YOUR ASSIGNMENT ::
Extract all data as written.

(Dataset entries)
☆ ☆ ☆

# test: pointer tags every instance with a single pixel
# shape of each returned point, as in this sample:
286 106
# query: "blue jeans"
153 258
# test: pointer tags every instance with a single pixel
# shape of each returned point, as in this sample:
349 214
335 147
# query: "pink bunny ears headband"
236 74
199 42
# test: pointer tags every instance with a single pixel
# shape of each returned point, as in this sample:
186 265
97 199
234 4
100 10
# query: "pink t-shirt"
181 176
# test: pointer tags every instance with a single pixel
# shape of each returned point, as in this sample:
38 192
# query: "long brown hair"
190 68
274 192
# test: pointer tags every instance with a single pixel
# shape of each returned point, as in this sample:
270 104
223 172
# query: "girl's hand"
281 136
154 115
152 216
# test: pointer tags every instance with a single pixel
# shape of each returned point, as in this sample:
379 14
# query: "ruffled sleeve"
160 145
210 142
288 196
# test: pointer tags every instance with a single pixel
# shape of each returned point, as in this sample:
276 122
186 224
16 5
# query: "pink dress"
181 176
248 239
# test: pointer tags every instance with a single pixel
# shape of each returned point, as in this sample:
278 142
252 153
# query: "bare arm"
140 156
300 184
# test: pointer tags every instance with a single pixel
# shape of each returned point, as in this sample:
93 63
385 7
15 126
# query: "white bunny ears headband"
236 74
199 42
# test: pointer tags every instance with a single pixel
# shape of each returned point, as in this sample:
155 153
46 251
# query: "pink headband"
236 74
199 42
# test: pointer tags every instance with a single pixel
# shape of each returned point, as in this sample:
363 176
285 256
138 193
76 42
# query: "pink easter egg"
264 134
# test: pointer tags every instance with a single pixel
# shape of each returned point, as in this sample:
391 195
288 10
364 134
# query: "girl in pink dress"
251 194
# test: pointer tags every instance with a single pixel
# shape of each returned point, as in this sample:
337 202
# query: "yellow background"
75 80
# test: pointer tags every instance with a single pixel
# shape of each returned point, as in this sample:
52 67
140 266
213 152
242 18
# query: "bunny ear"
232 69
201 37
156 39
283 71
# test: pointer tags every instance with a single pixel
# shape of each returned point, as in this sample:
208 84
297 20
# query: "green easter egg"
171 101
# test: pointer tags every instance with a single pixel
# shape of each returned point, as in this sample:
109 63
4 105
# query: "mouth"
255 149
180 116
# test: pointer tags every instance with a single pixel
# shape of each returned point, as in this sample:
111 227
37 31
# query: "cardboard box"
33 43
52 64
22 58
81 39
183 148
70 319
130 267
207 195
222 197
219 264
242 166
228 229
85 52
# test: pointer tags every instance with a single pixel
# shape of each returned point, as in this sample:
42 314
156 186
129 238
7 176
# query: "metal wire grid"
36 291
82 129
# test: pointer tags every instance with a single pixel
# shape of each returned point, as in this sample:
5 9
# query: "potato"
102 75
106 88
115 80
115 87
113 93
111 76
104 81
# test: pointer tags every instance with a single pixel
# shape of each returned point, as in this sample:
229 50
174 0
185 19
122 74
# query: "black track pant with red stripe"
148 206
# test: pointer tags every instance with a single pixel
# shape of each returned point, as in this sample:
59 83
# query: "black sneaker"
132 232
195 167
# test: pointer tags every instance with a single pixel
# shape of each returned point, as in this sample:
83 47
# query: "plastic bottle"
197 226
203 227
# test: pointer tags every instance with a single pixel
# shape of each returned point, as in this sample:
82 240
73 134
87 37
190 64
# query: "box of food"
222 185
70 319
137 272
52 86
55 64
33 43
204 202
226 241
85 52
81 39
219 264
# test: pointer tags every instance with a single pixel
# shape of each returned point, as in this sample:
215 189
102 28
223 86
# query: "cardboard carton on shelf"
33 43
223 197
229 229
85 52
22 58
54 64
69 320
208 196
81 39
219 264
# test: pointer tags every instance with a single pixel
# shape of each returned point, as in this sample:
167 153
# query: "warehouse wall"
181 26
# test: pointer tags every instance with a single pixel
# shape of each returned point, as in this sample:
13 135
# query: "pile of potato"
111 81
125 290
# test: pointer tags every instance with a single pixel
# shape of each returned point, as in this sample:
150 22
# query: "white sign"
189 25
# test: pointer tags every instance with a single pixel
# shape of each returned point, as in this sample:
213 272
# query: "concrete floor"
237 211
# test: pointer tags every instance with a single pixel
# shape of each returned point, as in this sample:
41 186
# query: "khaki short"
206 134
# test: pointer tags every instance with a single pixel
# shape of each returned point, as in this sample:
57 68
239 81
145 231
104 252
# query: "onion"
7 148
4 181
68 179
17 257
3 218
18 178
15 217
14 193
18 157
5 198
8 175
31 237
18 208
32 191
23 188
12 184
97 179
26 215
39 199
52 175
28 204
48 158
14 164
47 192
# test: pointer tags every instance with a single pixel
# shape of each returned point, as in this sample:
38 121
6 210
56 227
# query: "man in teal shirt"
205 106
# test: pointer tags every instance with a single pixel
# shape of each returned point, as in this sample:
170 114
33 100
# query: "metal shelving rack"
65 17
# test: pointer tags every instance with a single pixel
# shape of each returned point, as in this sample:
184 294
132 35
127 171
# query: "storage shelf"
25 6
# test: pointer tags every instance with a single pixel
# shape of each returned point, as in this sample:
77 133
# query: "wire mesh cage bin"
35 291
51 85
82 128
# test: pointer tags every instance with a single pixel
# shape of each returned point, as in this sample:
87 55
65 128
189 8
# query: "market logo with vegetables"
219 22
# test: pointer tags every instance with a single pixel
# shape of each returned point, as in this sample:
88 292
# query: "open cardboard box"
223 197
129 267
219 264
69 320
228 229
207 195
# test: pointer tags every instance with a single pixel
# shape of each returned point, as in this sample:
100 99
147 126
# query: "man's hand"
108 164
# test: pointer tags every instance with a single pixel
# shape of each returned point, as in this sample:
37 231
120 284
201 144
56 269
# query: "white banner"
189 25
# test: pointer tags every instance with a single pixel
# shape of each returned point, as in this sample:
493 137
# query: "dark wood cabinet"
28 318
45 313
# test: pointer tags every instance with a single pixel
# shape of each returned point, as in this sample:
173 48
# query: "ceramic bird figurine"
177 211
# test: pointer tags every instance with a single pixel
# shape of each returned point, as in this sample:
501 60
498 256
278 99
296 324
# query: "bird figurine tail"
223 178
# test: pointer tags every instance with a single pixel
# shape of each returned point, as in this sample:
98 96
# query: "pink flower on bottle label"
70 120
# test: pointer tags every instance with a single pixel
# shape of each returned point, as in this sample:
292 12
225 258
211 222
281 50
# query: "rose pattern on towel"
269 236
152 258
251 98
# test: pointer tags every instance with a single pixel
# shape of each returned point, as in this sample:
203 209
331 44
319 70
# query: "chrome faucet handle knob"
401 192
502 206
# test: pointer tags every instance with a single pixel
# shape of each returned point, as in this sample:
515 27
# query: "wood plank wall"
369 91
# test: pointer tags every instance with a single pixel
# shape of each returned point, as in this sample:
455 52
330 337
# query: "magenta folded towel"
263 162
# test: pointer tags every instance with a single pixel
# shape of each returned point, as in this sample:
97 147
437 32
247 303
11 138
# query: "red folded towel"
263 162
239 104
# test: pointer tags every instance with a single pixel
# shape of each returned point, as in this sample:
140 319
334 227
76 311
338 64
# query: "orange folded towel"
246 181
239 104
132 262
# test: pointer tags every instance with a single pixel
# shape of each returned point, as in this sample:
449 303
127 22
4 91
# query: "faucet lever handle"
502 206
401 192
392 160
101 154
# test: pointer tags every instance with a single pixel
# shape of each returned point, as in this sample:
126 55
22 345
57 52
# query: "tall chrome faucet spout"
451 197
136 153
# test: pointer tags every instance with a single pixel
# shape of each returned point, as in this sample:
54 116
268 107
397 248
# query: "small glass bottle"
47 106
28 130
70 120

☆ ☆ ☆

OUTPUT OF THE EXERCISE ::
# test: pointer tags every instance with a single pixel
# shape of each returned point, as in this sample:
286 106
# query: "blue jeans"
153 258
# test: pointer tags every instance with a single pixel
# shape of each returned point, as in this sample:
349 214
335 147
# query: "pink bunny ears headband"
236 74
199 42
# test: pointer tags every instance with a single pixel
# shape of each returned point, as in this sample:
186 265
97 199
234 4
100 10
# query: "pink t-shirt"
181 176
# test: pointer tags every instance with a single pixel
# shape of each returned point, as in this sample:
38 192
# query: "long brown hair"
190 68
274 192
# test: pointer tags every instance with a single pixel
# shape of each returned point, as in this sample:
270 104
223 172
# query: "girl's hand"
281 136
154 115
152 216
# test: pointer tags every instance with a single pixel
# shape of each returned point, as in this sample:
379 14
# query: "ruffled sleeve"
160 145
210 142
288 196
# test: pointer tags every instance with a single pixel
# shape of each returned point, as in this sample:
276 122
186 224
16 5
# query: "pink dress"
181 176
248 239
# test: pointer tags every instance with a single pixel
# shape of each returned point, as in this sample:
278 142
252 153
# query: "bare arm"
140 156
300 184
# test: pointer tags every instance with a single pixel
# shape of each returned point, as in this sample:
93 63
385 7
15 126
# query: "white bunny ears headband"
236 74
199 42
# test: pointer tags every instance with a single pixel
# shape of each returned point, as in this sample:
155 153
46 251
# query: "pink headband"
236 74
199 42
# test: pointer tags every instance with a single pixel
# shape of each returned point, as in this sample:
363 176
285 256
138 193
76 42
# query: "pink easter egg"
264 134
# test: pointer tags every instance with a single pixel
# shape of each returned point, as in this sample:
391 195
288 10
364 134
# query: "girl in pink dress"
251 194
# test: pointer tags every instance with a single pixel
# shape of each returned point, as in this sample:
337 202
# query: "yellow background"
75 80
# test: pointer tags every instance with a single pixel
# shape of each returned point, as in this sample:
52 67
140 266
213 152
242 18
# query: "bunny ear"
232 69
201 37
156 39
283 71
# test: pointer tags every instance with a single pixel
# shape of each returned point, as in this sample:
208 84
297 20
# query: "green easter egg"
171 101
# test: pointer tags every instance with a single pixel
# shape of each returned point, as in this sample:
109 63
4 105
# query: "mouth"
255 149
180 116
# test: pointer tags every instance with a single pixel
# shape of each returned point, as in this sample:
111 227
37 31
# query: "cardboard box"
33 43
52 64
22 58
81 39
183 148
70 319
130 267
207 195
222 197
219 264
242 166
228 229
85 52
# test: pointer tags every instance with a single pixel
# shape of each returned point, as in this sample:
42 314
156 186
129 238
7 176
# query: "metal wire grid"
36 291
82 129
# test: pointer tags every instance with a single pixel
# shape of each returned point, as in this sample:
5 9
# query: "potato"
102 75
106 88
115 80
115 87
113 93
111 76
104 81
# test: pointer tags every instance with a single pixel
# shape of each returned point, as in this sample:
229 50
174 0
185 19
122 74
# query: "black track pant with red stripe"
148 206
# test: pointer tags every instance with a single pixel
# shape of each returned point, as in this sample:
59 83
# query: "black sneaker"
132 232
195 167
# test: pointer tags every instance with a single pixel
# shape of each returned point, as in this sample:
83 47
# query: "plastic bottle"
197 226
203 227
# test: pointer tags every instance with a single pixel
# shape of each returned point, as in this sample:
82 240
73 134
87 37
190 64
# query: "box of food"
222 185
70 319
137 272
52 86
55 64
33 43
204 202
226 241
85 52
81 39
219 264
# test: pointer tags every instance with a single pixel
# shape of each returned point, as in this sample:
215 189
102 28
223 86
# query: "cardboard carton on shelf"
33 43
223 197
229 229
85 52
22 58
54 64
69 320
208 196
81 39
219 264
# test: pointer tags every instance with a single pixel
# shape of each returned point, as in this sample:
167 153
# query: "warehouse wall"
181 26
# test: pointer tags every instance with a single pixel
# shape of each returned point, as in this sample:
13 135
# query: "pile of potato"
111 81
125 290
# test: pointer tags every instance with a single pixel
# shape of each returned point, as in this sample:
150 22
# query: "white sign"
189 25
# test: pointer tags every instance with a single pixel
# shape of each returned point, as in this sample:
213 272
# query: "concrete floor"
237 211
# test: pointer tags every instance with a single pixel
# shape of each returned point, as in this sample:
41 186
# query: "khaki short"
206 134
# test: pointer tags every instance with a single pixel
# shape of each returned point, as in this sample:
57 68
239 81
145 231
104 252
# query: "onion"
7 148
4 181
68 179
17 257
3 218
18 178
15 217
14 193
18 157
5 198
8 175
31 237
18 208
32 191
23 188
12 184
97 179
26 215
39 199
52 175
28 204
48 158
14 164
47 192
# test: pointer tags every instance with a single pixel
# shape of each returned point, as in this sample:
38 121
6 210
56 227
# query: "man in teal shirt"
205 106
# test: pointer tags every instance with a single pixel
# shape of each returned point, as in this sample:
170 114
33 100
# query: "metal shelving rack"
65 17
# test: pointer tags every instance with a single pixel
# shape of each returned point, as in this sample:
184 294
132 35
127 171
# query: "storage shelf"
25 6
# test: pointer tags every instance with a single pixel
# shape of each returned point, as in this sample:
77 133
# query: "wire mesh cage bin"
35 291
51 85
82 128
# test: pointer tags every instance with a single pixel
# shape of each returned point, as in this sample:
87 55
65 128
189 8
# query: "market logo with vegetables"
219 22
# test: pointer tags every instance with a single pixel
# shape of each returned point, as in this sample:
88 292
# query: "open cardboard box"
223 197
129 267
219 264
69 320
228 229
207 195
# test: pointer tags every instance with a single pixel
# shape of each returned point, as in this sample:
100 99
147 126
# query: "man's hand"
108 164
# test: pointer tags every instance with a single pixel
# shape of each returned point, as in this sample:
37 231
120 284
201 144
56 269
# query: "white banner"
189 25
# test: pointer tags every instance with a single pixel
# shape of each returned point, as in this sample:
493 137
# query: "dark wood cabinet"
28 318
45 313
# test: pointer tags every instance with a single pixel
# shape of each returned point, as in this sample:
173 48
# query: "ceramic bird figurine"
177 211
# test: pointer tags every instance with a single pixel
# shape of each returned point, as in this sample:
501 60
498 256
278 99
296 324
# query: "bird figurine tail"
223 178
# test: pointer tags every instance with a single pixel
# shape of each returned point, as in this sample:
98 96
# query: "pink flower on bottle label"
70 120
# test: pointer tags every instance with a single pixel
# shape of each returned point, as in this sample:
292 12
225 258
211 222
281 50
# query: "rose pattern on towel"
269 236
152 258
251 98
# test: pointer tags every instance with a single pixel
# shape of each returned point, as in this sample:
203 209
331 44
319 70
# query: "chrome faucet handle knob"
401 192
502 206
# test: pointer tags every instance with a single pixel
# shape of each returned point, as in this sample:
515 27
# query: "wood plank wall"
369 91
# test: pointer tags every instance with a single pixel
# shape of each returned point, as in this sample:
455 52
330 337
# query: "magenta folded towel"
263 162
# test: pointer tags every instance with a single pixel
# shape of each returned point, as in this sample:
97 147
437 32
247 303
11 138
# query: "red folded towel"
263 162
239 104
# test: pointer tags every instance with a single pixel
# shape of each returned point, as in this sample:
140 319
334 227
76 311
338 64
# query: "orange folded towel"
246 181
239 104
132 262
# test: pointer tags every instance with a single pixel
# shape of each returned point, as in this sample:
449 303
127 22
4 91
# query: "faucet lever handle"
502 206
401 192
392 160
101 154
# test: pointer tags every instance with a single pixel
# shape of each returned point, as in this sample:
126 55
22 345
57 52
# query: "tall chrome faucet spout"
451 197
136 153
# test: pointer tags every instance with a single pixel
# shape of each returned point, as in this sample:
54 116
268 107
397 248
# query: "small glass bottle"
47 106
28 130
70 120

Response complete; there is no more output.